» **TASK ITEM**:
Every record must be repeated exactly; omit any pictures they contain.

____ INFORMATION GIVEN

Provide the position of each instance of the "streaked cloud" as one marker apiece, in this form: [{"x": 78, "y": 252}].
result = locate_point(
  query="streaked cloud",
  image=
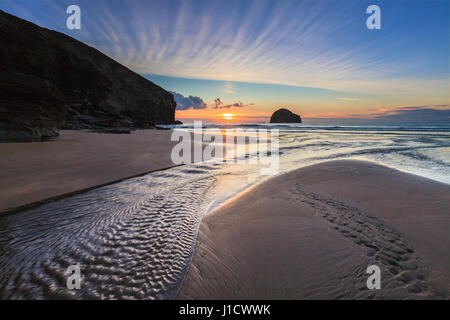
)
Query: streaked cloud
[
  {"x": 218, "y": 104},
  {"x": 190, "y": 102}
]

________

» **SOLUTION TO THIS EXERCISE**:
Provide the position of each instance of the "streaked cloud" as one marker apiece, in this form: [{"x": 78, "y": 252}].
result = locate_point(
  query="streaked cloud",
  image=
)
Query: streaked cloud
[
  {"x": 218, "y": 104},
  {"x": 190, "y": 102}
]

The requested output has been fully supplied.